▼

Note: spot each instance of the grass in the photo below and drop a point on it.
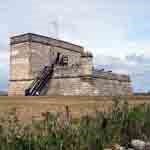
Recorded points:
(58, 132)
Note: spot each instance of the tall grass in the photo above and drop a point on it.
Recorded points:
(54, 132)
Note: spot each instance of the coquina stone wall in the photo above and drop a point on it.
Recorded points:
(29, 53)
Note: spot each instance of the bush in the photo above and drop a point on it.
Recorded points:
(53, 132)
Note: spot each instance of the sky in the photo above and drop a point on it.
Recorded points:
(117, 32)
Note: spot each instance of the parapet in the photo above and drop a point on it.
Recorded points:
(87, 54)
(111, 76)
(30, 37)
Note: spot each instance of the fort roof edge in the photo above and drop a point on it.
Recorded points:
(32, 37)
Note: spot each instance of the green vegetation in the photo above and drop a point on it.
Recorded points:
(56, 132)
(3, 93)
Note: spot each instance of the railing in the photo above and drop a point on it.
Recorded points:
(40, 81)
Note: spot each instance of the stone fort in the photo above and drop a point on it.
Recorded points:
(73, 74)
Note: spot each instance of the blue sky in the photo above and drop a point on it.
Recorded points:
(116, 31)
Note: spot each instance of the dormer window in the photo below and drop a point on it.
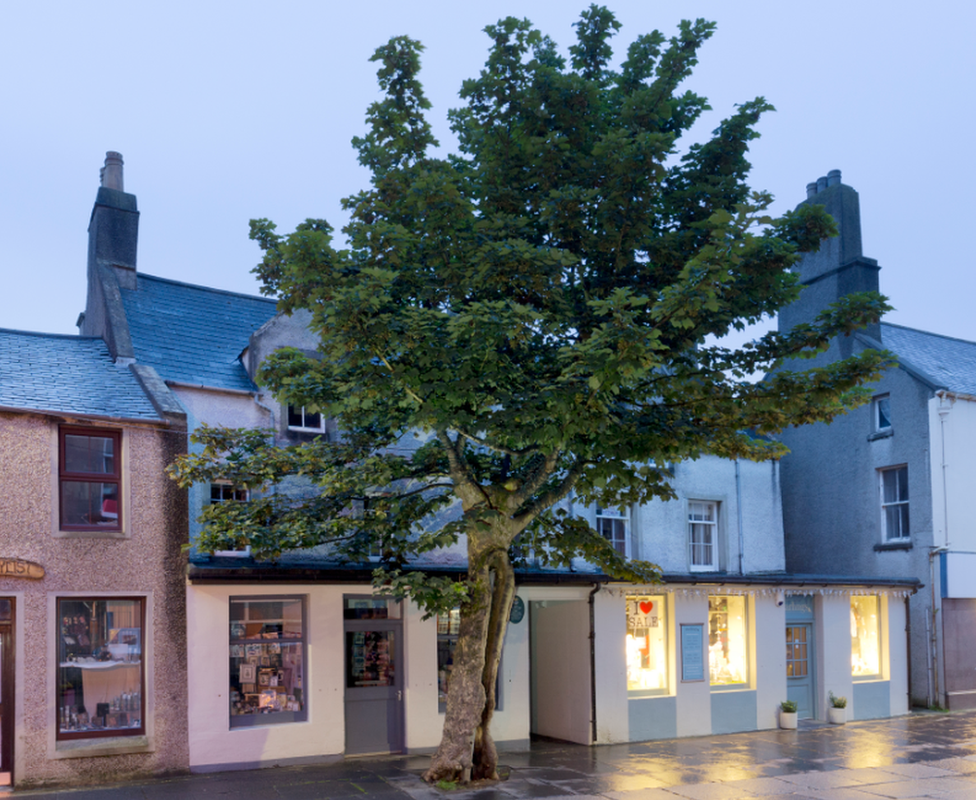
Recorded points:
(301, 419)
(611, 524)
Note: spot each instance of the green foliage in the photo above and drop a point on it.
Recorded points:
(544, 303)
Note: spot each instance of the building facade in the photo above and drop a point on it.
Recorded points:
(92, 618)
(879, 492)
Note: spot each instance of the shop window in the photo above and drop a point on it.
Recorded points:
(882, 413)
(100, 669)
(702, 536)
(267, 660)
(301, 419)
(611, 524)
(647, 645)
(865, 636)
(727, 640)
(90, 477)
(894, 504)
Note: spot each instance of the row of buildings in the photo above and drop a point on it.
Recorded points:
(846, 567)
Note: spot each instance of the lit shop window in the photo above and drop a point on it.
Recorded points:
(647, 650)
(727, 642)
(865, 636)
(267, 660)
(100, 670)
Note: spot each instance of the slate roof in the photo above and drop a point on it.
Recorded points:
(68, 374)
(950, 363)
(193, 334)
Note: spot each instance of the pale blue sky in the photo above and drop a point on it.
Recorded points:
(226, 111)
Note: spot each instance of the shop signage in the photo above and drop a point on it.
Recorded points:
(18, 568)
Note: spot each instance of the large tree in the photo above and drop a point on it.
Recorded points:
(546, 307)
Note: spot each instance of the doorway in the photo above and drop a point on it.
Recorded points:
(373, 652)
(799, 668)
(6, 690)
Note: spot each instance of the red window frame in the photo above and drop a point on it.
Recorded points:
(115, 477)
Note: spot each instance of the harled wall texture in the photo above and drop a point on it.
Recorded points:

▲

_Set problem_
Copy all of the material above, substituting "place a marker" for each "drop a point" and leaving everything else unchanged. Leave the pictures out.

_Output for this task_
Note: spot each instance of the grass in the photo below and place a marker on it.
Recorded points:
(58, 132)
Note: spot each instance of the tall grass in the photo above and place a marker on it.
Recorded points:
(54, 132)
Note: spot each instance of the coquina stone wall in the photo above and place a marker on it.
Recorded points:
(29, 53)
Note: spot each instance of the bush in the photo above and place a marker on it.
Recorded points:
(53, 132)
Note: spot each instance of the sky in the photo above and place a marker on it.
Recorded points:
(117, 32)
Note: spot each instance of the parapet in the photo above and place a marker on it.
Recorded points:
(87, 54)
(111, 76)
(30, 37)
Note: spot each instance of the fort roof edge in the photo above and place a marker on it.
Recorded points:
(32, 37)
Note: spot each instance of the green vegetation in the photo above and place a marker on it.
Recorded points:
(56, 132)
(3, 93)
Note: spot each instance of the railing in the photo above and place a marker on it.
Recorded points:
(40, 81)
Note: spot each instance of the stone fort in the photo above and place a marker on it.
Recorded points:
(73, 74)
Note: spot each instance of the blue sky in the photo above and place a marker on it.
Recorded points:
(116, 31)
Note: spot each instance of the dormer window in the photo below and place a marker on it.
Recorded points:
(301, 419)
(611, 524)
Note: spot each instance of the green foliage in the photo above and place a marker on it.
Recorded points:
(544, 303)
Note: spot each instance of the building facade in the photo above and place a marker on it.
Recorded points:
(92, 618)
(879, 492)
Note: spot each instance of the shop window in the photo above and place a marker on it.
Recorded points:
(882, 413)
(100, 669)
(702, 536)
(267, 660)
(301, 419)
(611, 524)
(647, 645)
(865, 636)
(727, 640)
(90, 477)
(894, 504)
Note: spot each instance of the row of buildings in the photo above and place a marker on it.
Recorded points:
(846, 567)
Note: spot each instance of the lit shop window in the photo above and place a marker on it.
Recorded points:
(647, 650)
(727, 642)
(865, 636)
(267, 660)
(100, 670)
Note: spot each instance of the slate roof in the photo above and place a marker on it.
Recorded points:
(68, 374)
(950, 363)
(193, 334)
Note: spot each instance of the pale blue sky in the photo above and place a marker on it.
Recorded points:
(226, 111)
Note: spot each instance of the shop signage in the photo above and place a marker on it.
Recorded points:
(18, 568)
Note: spot each instance of the large tree in the photo above and place a marker on it.
Recorded points:
(546, 307)
Note: spot each instance of the doorway in the photo above and place a marker on it.
Recorded points:
(373, 652)
(799, 668)
(6, 690)
Note: spot each instance of the red window frame in the photo above and place a marker on it.
Recorded points:
(115, 477)
Note: spot each instance of the harled wall texture in the photo above and place a marker on it.
Recorded points:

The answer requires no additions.